= Set task =
Copy every line of the listing below that contains the string "whisker", keeping only those lines. Treat uppercase and lowercase as different, so a line counts only if its letters match in case.
════════════════════
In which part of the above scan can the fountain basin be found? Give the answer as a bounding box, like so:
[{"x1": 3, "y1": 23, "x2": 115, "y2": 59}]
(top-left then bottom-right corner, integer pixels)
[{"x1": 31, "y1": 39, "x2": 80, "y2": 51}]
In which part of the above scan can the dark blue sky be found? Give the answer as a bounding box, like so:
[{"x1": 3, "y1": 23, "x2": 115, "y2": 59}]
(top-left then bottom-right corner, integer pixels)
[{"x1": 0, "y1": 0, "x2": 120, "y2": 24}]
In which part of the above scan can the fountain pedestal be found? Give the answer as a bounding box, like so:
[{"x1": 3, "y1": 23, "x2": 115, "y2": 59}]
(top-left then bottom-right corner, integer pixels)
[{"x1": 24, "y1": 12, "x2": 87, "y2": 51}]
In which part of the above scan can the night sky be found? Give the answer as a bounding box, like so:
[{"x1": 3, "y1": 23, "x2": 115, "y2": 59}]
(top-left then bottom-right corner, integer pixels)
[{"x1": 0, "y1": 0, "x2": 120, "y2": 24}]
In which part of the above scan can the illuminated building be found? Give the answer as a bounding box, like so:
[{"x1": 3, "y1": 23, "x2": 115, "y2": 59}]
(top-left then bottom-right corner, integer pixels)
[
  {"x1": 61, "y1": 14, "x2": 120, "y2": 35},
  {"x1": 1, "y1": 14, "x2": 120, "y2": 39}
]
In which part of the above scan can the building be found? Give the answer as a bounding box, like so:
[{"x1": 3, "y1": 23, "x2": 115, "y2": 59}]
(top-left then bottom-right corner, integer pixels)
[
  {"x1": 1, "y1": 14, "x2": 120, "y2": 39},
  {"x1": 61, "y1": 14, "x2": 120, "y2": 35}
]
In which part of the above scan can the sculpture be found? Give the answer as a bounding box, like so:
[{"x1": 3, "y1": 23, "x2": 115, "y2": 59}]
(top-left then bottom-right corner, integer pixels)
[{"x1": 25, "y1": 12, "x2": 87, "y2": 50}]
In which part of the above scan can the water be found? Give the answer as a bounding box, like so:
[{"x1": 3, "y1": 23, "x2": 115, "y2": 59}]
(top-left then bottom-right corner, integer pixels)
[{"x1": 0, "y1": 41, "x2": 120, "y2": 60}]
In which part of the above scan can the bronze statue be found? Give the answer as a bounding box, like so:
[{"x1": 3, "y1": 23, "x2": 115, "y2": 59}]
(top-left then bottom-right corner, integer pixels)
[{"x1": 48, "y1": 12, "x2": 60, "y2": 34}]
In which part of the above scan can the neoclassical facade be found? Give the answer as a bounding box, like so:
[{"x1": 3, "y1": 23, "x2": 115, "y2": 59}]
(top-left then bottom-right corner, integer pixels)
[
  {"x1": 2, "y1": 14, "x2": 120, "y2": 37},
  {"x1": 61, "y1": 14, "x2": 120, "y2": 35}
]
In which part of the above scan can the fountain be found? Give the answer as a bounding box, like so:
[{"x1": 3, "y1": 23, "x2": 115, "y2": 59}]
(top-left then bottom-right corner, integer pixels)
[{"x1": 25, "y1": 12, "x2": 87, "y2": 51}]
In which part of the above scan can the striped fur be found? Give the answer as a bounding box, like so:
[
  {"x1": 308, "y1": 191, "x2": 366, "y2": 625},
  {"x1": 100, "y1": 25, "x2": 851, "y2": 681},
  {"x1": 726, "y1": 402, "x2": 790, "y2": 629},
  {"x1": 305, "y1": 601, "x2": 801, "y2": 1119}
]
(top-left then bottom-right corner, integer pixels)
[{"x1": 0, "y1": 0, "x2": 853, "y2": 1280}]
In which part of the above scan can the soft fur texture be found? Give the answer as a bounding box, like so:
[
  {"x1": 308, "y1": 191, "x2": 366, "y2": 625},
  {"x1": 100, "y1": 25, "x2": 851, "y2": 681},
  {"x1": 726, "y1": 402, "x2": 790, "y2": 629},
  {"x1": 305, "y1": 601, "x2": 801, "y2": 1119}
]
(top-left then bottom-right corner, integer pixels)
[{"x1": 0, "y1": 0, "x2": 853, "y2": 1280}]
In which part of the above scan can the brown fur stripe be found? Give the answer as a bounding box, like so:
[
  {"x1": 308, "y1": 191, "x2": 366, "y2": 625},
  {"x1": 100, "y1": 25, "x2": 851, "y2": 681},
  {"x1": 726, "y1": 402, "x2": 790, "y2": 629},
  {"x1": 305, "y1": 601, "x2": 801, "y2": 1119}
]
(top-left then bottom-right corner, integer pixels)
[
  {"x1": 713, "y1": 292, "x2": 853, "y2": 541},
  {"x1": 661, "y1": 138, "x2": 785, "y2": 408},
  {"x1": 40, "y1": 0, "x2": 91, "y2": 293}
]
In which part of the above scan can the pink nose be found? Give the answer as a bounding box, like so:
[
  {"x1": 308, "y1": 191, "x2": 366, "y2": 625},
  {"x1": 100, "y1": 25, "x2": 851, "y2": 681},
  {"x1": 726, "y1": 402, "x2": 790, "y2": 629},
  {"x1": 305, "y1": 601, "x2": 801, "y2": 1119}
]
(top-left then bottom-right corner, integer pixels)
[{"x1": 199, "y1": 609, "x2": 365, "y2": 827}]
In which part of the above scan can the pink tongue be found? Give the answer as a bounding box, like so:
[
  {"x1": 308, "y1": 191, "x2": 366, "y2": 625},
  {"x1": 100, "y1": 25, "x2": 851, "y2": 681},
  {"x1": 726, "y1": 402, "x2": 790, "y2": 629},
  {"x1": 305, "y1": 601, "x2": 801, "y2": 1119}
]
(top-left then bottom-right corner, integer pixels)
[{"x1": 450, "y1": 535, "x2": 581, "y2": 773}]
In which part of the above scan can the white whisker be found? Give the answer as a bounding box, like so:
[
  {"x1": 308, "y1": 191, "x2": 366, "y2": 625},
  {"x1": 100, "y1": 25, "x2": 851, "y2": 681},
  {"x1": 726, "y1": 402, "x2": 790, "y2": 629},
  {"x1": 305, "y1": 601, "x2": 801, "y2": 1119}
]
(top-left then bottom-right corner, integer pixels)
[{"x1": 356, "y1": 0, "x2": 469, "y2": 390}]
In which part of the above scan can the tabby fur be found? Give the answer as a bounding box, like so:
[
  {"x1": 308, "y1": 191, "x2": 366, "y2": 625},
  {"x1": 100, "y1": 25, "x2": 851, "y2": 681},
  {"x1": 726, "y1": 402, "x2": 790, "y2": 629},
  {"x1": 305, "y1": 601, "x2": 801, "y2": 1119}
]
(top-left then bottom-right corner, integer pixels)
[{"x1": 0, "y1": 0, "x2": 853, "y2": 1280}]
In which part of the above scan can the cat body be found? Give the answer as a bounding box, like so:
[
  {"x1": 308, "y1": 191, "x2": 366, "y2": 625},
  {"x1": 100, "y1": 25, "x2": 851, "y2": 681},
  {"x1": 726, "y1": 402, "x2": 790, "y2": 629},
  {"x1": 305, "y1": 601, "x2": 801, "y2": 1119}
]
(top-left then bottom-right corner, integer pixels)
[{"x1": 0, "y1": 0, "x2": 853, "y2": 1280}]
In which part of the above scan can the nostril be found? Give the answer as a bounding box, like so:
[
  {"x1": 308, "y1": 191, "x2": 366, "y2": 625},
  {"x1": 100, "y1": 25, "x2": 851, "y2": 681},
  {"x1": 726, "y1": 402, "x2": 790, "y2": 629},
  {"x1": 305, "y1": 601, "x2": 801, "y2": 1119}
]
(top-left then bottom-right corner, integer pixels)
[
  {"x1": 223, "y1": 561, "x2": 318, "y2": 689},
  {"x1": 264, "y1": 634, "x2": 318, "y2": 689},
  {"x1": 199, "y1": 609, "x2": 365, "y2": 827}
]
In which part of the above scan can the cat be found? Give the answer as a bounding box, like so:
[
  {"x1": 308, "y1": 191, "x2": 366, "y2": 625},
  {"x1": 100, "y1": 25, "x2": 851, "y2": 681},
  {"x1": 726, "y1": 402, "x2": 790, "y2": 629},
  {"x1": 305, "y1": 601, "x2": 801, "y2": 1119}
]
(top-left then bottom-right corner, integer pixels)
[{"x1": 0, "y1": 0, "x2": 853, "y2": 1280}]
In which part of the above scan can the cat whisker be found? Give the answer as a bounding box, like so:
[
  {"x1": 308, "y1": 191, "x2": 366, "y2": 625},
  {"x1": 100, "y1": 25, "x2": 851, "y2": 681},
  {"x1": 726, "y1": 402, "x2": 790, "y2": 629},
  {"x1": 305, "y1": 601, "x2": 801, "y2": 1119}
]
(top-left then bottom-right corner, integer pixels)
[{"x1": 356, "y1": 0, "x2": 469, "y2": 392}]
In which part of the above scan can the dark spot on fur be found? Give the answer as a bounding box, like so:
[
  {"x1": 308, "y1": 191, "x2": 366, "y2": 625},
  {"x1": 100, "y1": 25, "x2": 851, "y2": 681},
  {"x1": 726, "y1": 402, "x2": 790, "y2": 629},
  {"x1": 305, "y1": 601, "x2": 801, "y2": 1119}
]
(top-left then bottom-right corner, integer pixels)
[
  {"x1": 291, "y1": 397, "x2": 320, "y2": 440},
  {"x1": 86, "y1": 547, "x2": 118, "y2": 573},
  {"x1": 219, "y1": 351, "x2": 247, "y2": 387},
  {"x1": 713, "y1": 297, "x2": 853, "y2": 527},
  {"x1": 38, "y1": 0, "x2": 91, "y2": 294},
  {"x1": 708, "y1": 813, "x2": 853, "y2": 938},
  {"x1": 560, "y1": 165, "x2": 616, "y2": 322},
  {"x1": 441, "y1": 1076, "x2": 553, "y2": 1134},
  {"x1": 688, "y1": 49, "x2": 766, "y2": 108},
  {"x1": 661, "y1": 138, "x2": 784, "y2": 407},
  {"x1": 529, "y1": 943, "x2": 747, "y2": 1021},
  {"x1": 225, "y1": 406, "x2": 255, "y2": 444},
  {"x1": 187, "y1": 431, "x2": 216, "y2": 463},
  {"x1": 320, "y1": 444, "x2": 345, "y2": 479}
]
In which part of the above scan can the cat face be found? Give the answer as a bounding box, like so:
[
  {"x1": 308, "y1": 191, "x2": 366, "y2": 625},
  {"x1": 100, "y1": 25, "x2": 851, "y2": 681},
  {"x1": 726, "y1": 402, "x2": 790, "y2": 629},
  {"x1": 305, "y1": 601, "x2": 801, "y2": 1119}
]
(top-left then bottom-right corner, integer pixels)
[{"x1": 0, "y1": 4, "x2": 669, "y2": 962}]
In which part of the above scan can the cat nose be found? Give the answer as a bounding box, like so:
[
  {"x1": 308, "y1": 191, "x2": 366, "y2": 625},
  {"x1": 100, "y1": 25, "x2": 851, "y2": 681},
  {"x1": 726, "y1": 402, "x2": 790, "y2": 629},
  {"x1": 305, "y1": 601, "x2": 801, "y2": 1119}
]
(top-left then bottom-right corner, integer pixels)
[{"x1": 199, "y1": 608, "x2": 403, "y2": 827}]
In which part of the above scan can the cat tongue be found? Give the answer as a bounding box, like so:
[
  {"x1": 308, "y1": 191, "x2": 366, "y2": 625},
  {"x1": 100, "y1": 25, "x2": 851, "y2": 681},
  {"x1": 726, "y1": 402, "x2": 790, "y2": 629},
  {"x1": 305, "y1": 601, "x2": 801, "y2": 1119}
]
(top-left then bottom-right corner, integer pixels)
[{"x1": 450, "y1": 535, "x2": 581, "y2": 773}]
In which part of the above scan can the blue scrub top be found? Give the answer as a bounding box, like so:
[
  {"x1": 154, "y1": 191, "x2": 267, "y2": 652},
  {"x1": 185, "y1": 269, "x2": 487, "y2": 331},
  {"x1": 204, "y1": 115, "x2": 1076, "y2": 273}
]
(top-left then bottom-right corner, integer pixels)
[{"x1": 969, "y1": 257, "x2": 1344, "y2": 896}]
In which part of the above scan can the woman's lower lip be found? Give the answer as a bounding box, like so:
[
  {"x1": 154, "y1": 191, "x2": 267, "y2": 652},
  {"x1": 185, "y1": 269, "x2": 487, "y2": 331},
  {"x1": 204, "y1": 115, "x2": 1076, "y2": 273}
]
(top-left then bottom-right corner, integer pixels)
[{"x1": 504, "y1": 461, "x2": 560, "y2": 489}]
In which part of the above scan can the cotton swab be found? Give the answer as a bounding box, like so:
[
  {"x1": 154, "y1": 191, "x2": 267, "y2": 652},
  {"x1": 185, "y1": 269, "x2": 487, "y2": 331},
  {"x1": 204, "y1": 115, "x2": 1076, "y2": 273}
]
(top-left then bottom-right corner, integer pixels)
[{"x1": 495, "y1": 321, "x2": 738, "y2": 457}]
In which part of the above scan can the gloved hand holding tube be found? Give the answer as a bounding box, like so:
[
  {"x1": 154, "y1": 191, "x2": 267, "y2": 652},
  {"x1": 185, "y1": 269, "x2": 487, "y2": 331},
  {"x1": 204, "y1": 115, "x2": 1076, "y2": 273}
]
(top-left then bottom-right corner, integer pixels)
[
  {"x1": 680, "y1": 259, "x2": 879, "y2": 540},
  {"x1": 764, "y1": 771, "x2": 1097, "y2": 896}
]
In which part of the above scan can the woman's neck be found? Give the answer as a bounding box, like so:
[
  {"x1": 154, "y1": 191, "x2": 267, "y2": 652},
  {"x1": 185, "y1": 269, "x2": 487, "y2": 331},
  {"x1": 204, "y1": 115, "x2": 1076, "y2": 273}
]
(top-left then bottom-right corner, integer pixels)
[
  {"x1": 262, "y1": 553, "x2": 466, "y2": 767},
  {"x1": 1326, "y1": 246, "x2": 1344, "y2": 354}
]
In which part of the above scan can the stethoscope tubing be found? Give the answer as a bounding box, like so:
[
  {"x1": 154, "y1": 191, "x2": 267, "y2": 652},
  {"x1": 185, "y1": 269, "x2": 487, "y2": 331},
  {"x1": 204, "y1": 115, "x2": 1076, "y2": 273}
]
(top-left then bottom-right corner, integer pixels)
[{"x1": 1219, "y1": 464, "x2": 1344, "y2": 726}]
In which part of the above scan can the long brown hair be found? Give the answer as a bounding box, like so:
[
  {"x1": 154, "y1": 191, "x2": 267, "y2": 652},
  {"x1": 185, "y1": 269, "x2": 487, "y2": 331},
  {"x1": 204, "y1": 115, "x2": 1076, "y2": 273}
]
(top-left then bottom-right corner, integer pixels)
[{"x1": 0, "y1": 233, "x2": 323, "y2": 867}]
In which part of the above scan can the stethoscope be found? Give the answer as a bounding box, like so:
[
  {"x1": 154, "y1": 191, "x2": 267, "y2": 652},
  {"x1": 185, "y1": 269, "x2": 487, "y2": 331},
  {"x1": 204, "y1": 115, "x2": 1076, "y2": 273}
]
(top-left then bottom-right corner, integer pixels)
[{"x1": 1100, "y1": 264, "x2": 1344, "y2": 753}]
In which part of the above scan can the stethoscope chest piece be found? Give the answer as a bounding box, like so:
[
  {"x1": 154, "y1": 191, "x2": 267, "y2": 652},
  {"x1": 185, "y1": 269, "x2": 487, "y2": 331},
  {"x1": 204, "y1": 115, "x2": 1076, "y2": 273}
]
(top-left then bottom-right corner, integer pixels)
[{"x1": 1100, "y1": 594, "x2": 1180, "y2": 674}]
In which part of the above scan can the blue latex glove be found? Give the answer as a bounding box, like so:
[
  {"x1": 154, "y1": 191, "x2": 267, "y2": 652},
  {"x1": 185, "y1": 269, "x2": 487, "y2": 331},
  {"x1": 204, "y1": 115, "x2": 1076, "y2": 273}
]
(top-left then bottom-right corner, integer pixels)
════════════════════
= Answer below =
In which part of the above scan can the white whisker be found? Give the answer as a bounding box, like so:
In which part of the above scan can the cat whisker be found? Give the answer as a bounding box, like so:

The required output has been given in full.